*** Opening EXTRACTED INFORMATION ***

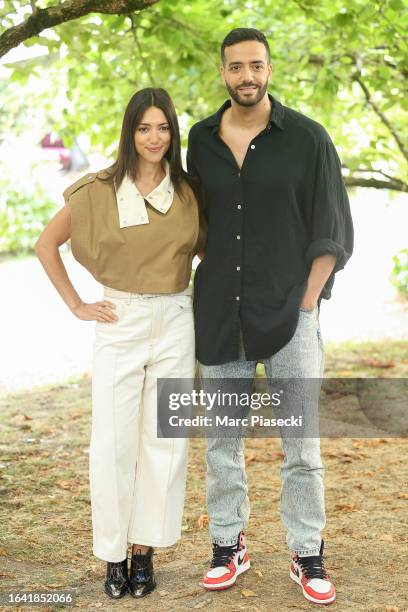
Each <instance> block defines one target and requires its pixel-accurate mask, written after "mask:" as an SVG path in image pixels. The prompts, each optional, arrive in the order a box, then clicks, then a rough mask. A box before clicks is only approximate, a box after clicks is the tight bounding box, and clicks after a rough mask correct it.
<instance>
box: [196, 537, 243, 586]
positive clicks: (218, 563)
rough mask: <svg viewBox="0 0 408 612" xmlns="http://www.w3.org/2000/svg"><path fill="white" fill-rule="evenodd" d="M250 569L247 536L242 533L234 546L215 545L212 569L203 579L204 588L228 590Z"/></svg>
mask: <svg viewBox="0 0 408 612" xmlns="http://www.w3.org/2000/svg"><path fill="white" fill-rule="evenodd" d="M250 567H251V563H250V561H249V556H248V550H247V547H246V544H245V535H244V532H243V531H241V532H240V534H239V536H238V542H237V543H236V544H233V545H232V546H220V545H219V544H213V558H212V562H211V566H210V569H209V570H208V572H207V573H206V575H205V576H204V578H203V587H204V588H206V589H208V590H210V591H220V590H221V589H228V588H229V587H230V586H232V585H233V584H235V582H236V579H237V578H238V576H239V575H240V574H243V573H244V572H246V571H247V570H249V568H250Z"/></svg>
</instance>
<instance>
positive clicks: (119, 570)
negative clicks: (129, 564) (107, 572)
mask: <svg viewBox="0 0 408 612" xmlns="http://www.w3.org/2000/svg"><path fill="white" fill-rule="evenodd" d="M126 563H127V560H126ZM126 570H127V565H126ZM124 571H125V568H124V563H123V561H119V563H111V566H110V571H109V574H110V577H111V578H112V580H116V581H118V580H122V578H123V572H124Z"/></svg>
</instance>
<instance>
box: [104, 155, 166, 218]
mask: <svg viewBox="0 0 408 612" xmlns="http://www.w3.org/2000/svg"><path fill="white" fill-rule="evenodd" d="M164 161H165V170H166V176H165V177H164V179H163V180H162V182H161V183H160V184H159V185H157V187H155V188H154V189H153V191H151V192H150V193H149V194H148V195H147V196H145V197H143V196H142V194H141V193H140V192H139V190H138V188H137V187H136V185H135V183H134V182H133V181H132V179H131V178H130V177H129V176H127V175H126V176H125V177H124V179H123V181H122V183H121V184H120V186H119V188H118V189H117V190H116V201H117V204H118V211H119V222H120V227H121V228H122V227H129V226H131V225H145V224H147V223H149V217H148V214H147V210H146V204H145V200H146V201H147V202H148V203H149V204H150V205H151V206H152V207H153V208H154V209H155V210H157V211H158V212H160V213H162V214H164V215H165V214H166V213H167V212H168V211H169V209H170V207H171V205H172V202H173V197H174V186H173V183H172V181H171V178H170V164H169V162H168V161H167V160H164Z"/></svg>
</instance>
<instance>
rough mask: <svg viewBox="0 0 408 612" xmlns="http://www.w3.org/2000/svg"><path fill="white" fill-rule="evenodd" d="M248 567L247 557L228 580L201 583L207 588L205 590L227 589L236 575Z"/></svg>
mask: <svg viewBox="0 0 408 612" xmlns="http://www.w3.org/2000/svg"><path fill="white" fill-rule="evenodd" d="M250 567H251V562H250V561H249V559H248V561H246V562H245V563H243V564H242V565H240V566H239V567H238V569H237V571H236V572H235V574H234V575H233V577H232V578H230V579H229V580H226V581H225V582H222V583H221V584H205V583H204V582H202V583H201V585H202V586H203V587H204V588H205V589H207V591H222V590H223V589H229V587H231V586H232V585H233V584H235V582H236V580H237V578H238V576H240V575H241V574H243V573H244V572H246V571H248V570H249V568H250Z"/></svg>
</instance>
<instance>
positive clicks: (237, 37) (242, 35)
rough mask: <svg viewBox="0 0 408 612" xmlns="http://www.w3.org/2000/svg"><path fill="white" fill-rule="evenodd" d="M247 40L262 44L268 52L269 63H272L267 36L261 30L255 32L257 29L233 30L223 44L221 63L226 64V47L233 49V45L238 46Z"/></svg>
mask: <svg viewBox="0 0 408 612" xmlns="http://www.w3.org/2000/svg"><path fill="white" fill-rule="evenodd" d="M245 40H256V41H258V42H261V43H262V44H263V45H264V47H265V49H266V52H267V55H268V62H270V61H271V50H270V49H269V44H268V41H267V40H266V37H265V34H263V33H262V32H260V31H259V30H255V28H235V30H231V32H230V33H229V34H227V35H226V37H225V38H224V40H223V41H222V44H221V61H222V63H223V64H224V63H225V49H226V47H232V45H236V44H237V43H239V42H244V41H245Z"/></svg>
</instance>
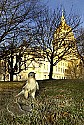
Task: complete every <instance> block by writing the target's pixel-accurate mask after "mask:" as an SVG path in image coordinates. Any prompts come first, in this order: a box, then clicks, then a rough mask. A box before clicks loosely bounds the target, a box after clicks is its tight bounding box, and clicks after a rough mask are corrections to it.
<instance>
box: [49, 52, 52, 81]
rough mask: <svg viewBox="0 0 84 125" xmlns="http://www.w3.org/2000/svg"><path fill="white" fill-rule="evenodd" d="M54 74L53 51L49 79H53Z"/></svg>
mask: <svg viewBox="0 0 84 125" xmlns="http://www.w3.org/2000/svg"><path fill="white" fill-rule="evenodd" d="M52 75H53V53H52V55H51V62H50V73H49V79H52Z"/></svg>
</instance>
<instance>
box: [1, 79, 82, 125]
mask: <svg viewBox="0 0 84 125" xmlns="http://www.w3.org/2000/svg"><path fill="white" fill-rule="evenodd" d="M38 82H39V86H40V90H39V91H38V93H37V94H36V100H31V98H29V99H28V100H25V99H24V98H23V97H20V98H19V99H18V100H17V102H18V103H19V104H20V103H21V104H24V105H27V106H28V108H29V106H30V107H32V111H25V112H24V113H22V114H20V113H18V112H19V111H17V112H14V113H15V116H14V117H12V116H11V115H10V113H8V112H7V105H8V104H10V107H12V105H13V103H14V96H15V95H16V94H17V93H18V92H19V91H20V90H21V87H22V86H23V84H24V83H23V82H22V83H16V82H15V83H4V82H3V83H0V88H2V89H1V92H0V99H1V101H0V102H1V105H0V109H1V111H0V115H1V119H0V125H84V80H44V81H38ZM2 84H3V85H2ZM4 88H5V90H6V91H4Z"/></svg>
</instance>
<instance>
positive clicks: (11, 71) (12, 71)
mask: <svg viewBox="0 0 84 125" xmlns="http://www.w3.org/2000/svg"><path fill="white" fill-rule="evenodd" d="M13 75H14V69H13V52H12V51H11V61H10V81H13Z"/></svg>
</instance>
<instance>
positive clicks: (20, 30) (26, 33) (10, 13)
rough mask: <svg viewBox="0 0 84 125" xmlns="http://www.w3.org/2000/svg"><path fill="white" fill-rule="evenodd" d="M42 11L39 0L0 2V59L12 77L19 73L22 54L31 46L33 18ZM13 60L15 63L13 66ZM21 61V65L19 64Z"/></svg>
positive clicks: (20, 71)
mask: <svg viewBox="0 0 84 125" xmlns="http://www.w3.org/2000/svg"><path fill="white" fill-rule="evenodd" d="M41 11H42V7H41V4H40V0H1V1H0V59H3V60H4V62H5V63H6V65H5V66H6V67H5V69H6V68H7V67H8V68H7V69H6V70H7V71H8V73H9V74H10V81H13V75H14V74H18V73H19V72H21V70H22V69H21V65H22V64H24V65H25V62H23V61H22V57H23V53H24V51H25V50H24V46H23V44H24V40H23V39H26V45H25V46H26V48H28V47H29V46H30V44H31V35H32V29H33V28H32V27H31V24H32V22H33V18H37V17H38V14H39V13H40V12H41ZM14 59H15V60H16V63H15V64H14V63H13V62H14ZM21 61H22V63H21Z"/></svg>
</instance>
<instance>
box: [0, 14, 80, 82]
mask: <svg viewBox="0 0 84 125" xmlns="http://www.w3.org/2000/svg"><path fill="white" fill-rule="evenodd" d="M69 31H70V32H69ZM67 32H68V35H67V36H66V38H65V40H64V41H63V42H64V44H67V42H68V41H73V42H76V39H75V38H74V34H73V32H72V30H71V27H70V26H69V25H67V23H66V20H65V17H64V15H63V13H62V17H61V22H60V25H59V26H58V28H57V29H56V30H55V32H54V41H53V45H54V46H55V47H57V46H59V42H58V45H57V44H55V41H57V40H58V38H59V37H60V38H61V37H62V36H63V35H64V34H67ZM63 47H64V46H63ZM59 51H60V52H62V51H63V48H61V49H60V50H59ZM26 56H29V57H30V58H31V57H32V55H26ZM25 58H27V57H25ZM64 58H65V59H62V60H60V61H59V62H58V63H57V64H56V65H55V66H53V75H52V78H53V79H74V78H79V77H80V73H81V68H80V66H81V60H80V57H79V54H78V51H77V47H76V45H75V46H74V48H73V49H70V53H68V54H66V55H65V56H64ZM23 60H24V58H23ZM36 60H37V61H32V62H31V61H30V60H28V61H26V64H25V65H26V67H28V68H27V69H25V68H24V65H22V68H23V69H24V70H22V71H21V72H20V73H19V74H16V75H14V76H13V77H14V78H13V79H14V80H15V81H22V80H26V79H27V77H28V73H29V72H35V74H36V75H35V76H36V79H37V80H43V79H49V72H50V62H49V61H48V60H47V58H45V59H41V60H39V61H38V59H36ZM14 63H15V60H14ZM9 77H10V76H9ZM1 79H2V80H3V74H2V77H1Z"/></svg>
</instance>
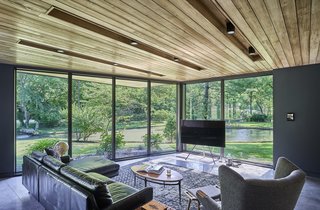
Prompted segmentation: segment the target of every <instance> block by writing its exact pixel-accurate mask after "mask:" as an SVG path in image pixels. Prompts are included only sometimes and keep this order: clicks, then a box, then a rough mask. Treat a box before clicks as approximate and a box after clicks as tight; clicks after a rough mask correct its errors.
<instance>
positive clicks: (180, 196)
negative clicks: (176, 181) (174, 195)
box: [179, 181, 181, 204]
mask: <svg viewBox="0 0 320 210" xmlns="http://www.w3.org/2000/svg"><path fill="white" fill-rule="evenodd" d="M179 199H180V204H181V181H179Z"/></svg>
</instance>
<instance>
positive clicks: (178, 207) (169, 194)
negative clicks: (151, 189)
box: [113, 161, 218, 210]
mask: <svg viewBox="0 0 320 210" xmlns="http://www.w3.org/2000/svg"><path fill="white" fill-rule="evenodd" d="M143 163H148V162H144V161H140V162H136V163H134V164H130V165H126V166H122V167H121V168H120V171H119V175H118V176H117V177H115V178H113V179H114V180H116V181H119V182H122V183H125V184H128V185H130V186H132V187H135V188H138V189H142V188H144V182H143V180H140V179H137V185H136V186H134V180H133V174H132V172H131V169H130V168H131V166H133V165H139V164H143ZM161 165H164V166H165V167H167V168H170V169H172V170H175V171H178V172H179V173H180V174H181V175H182V176H183V180H182V182H181V183H182V184H181V204H180V203H179V189H178V185H173V186H165V187H164V186H163V185H159V184H154V183H149V182H148V186H151V187H153V198H154V199H155V200H158V201H160V202H162V203H164V204H166V205H168V206H170V207H173V208H175V209H177V210H180V209H181V210H182V209H187V206H188V197H187V195H186V194H185V191H186V190H187V189H192V188H196V187H202V186H206V185H210V184H212V185H214V184H218V177H217V176H216V175H212V174H208V173H204V172H199V171H196V170H193V169H188V168H183V167H178V166H173V165H169V164H167V163H161ZM195 204H196V202H192V206H191V209H197V208H196V205H195Z"/></svg>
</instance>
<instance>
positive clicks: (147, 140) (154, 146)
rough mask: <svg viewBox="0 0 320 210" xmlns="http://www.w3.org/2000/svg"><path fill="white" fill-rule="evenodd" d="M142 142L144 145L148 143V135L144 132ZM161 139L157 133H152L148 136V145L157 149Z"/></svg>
mask: <svg viewBox="0 0 320 210" xmlns="http://www.w3.org/2000/svg"><path fill="white" fill-rule="evenodd" d="M142 138H143V143H144V145H145V146H147V145H148V135H147V134H145V135H143V137H142ZM162 141H163V136H162V135H161V134H159V133H152V134H151V136H150V144H151V145H150V146H151V147H152V148H156V149H157V150H159V149H160V144H161V143H162Z"/></svg>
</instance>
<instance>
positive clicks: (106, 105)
mask: <svg viewBox="0 0 320 210" xmlns="http://www.w3.org/2000/svg"><path fill="white" fill-rule="evenodd" d="M72 78H73V81H72V132H73V135H72V156H73V157H79V156H88V155H104V156H106V157H107V158H112V146H111V140H112V80H111V79H107V78H96V77H84V76H73V77H72Z"/></svg>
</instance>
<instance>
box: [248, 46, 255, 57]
mask: <svg viewBox="0 0 320 210" xmlns="http://www.w3.org/2000/svg"><path fill="white" fill-rule="evenodd" d="M248 50H249V55H255V54H256V51H255V49H254V48H253V47H251V46H250V47H249V49H248Z"/></svg>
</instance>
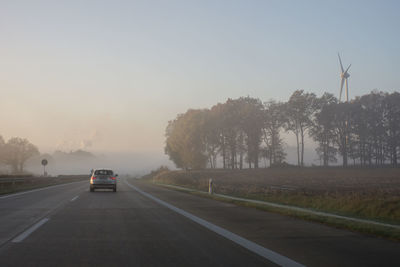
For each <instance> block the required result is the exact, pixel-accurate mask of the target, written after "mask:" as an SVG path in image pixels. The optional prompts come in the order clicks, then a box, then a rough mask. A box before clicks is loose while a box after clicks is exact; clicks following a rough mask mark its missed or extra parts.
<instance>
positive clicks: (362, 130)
mask: <svg viewBox="0 0 400 267" xmlns="http://www.w3.org/2000/svg"><path fill="white" fill-rule="evenodd" d="M283 132H287V133H291V134H292V135H293V137H294V138H295V141H296V145H297V150H296V156H297V165H298V166H300V167H303V166H305V164H306V163H305V160H304V151H305V147H306V146H307V145H308V144H307V140H310V139H308V137H310V138H311V139H312V140H313V142H315V143H316V144H317V145H318V147H317V149H316V154H317V155H318V159H317V160H318V161H319V163H320V165H321V166H325V167H327V166H329V165H331V164H334V165H337V163H338V160H339V159H340V160H341V163H342V165H343V167H347V166H350V165H353V166H362V167H366V168H370V167H376V166H380V167H382V166H393V167H396V166H398V158H399V154H400V93H398V92H394V93H385V92H379V91H373V92H371V93H369V94H366V95H363V96H361V97H356V98H355V99H354V100H351V101H350V102H340V101H339V100H338V99H337V98H335V97H334V96H333V95H332V94H329V93H325V94H323V95H322V96H321V97H317V96H316V95H315V94H313V93H307V92H305V91H303V90H297V91H295V92H294V93H293V94H292V95H291V96H290V98H289V100H288V101H287V102H276V101H274V100H269V101H267V102H262V100H260V99H258V98H252V97H249V96H247V97H240V98H238V99H228V100H227V101H226V102H225V103H217V104H216V105H214V106H213V107H211V108H210V109H189V110H188V111H186V112H185V113H183V114H179V115H177V117H176V118H175V119H174V120H171V121H169V123H168V126H167V128H166V145H165V153H166V154H167V155H168V156H169V158H170V159H171V160H172V161H173V162H174V163H175V165H176V167H177V168H180V169H186V170H189V169H204V168H211V169H214V168H224V169H244V168H255V169H257V168H259V167H260V166H261V164H262V165H264V166H266V165H267V164H268V166H282V165H283V166H285V165H286V163H285V159H286V151H285V149H284V147H285V146H284V144H285V140H284V139H283V138H282V137H281V134H282V133H283Z"/></svg>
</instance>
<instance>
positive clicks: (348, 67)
mask: <svg viewBox="0 0 400 267" xmlns="http://www.w3.org/2000/svg"><path fill="white" fill-rule="evenodd" d="M350 67H351V64H350V65H349V66H348V67H347V69H346V71H345V72H347V71H348V70H349V69H350Z"/></svg>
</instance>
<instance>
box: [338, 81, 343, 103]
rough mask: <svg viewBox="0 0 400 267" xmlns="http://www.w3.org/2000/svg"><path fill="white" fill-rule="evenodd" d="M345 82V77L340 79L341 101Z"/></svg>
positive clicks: (339, 97)
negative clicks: (344, 79)
mask: <svg viewBox="0 0 400 267" xmlns="http://www.w3.org/2000/svg"><path fill="white" fill-rule="evenodd" d="M343 83H344V78H342V80H341V81H340V94H339V102H340V99H341V98H342V91H343Z"/></svg>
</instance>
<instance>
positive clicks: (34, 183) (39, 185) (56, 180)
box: [0, 174, 89, 195]
mask: <svg viewBox="0 0 400 267" xmlns="http://www.w3.org/2000/svg"><path fill="white" fill-rule="evenodd" d="M84 180H89V176H88V175H59V176H57V177H34V176H32V175H29V174H28V175H26V174H25V175H0V195H4V194H11V193H16V192H20V191H27V190H31V189H36V188H42V187H47V186H51V185H58V184H64V183H71V182H78V181H84Z"/></svg>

*** Closing EXTRACTED INFORMATION ***

▶ [EXERCISE GOAL] Give again, word for word, the lines above from the first one through the one containing "positive clicks: (218, 563)"; no pictures.

▶ [SOLUTION]
Each <instance> block defines one target and requires its pixel-accurate mask, written after "mask:" as an SVG path in image pixels. The prompts, each optional, arrive in the order a box, then clicks, then a rough mask. A box before clicks is only approximate, a box after clicks is the tight bounding box, and clicks after a rough mask correct it.
<instance>
box: [196, 537, 243, 586]
positive clicks: (218, 563)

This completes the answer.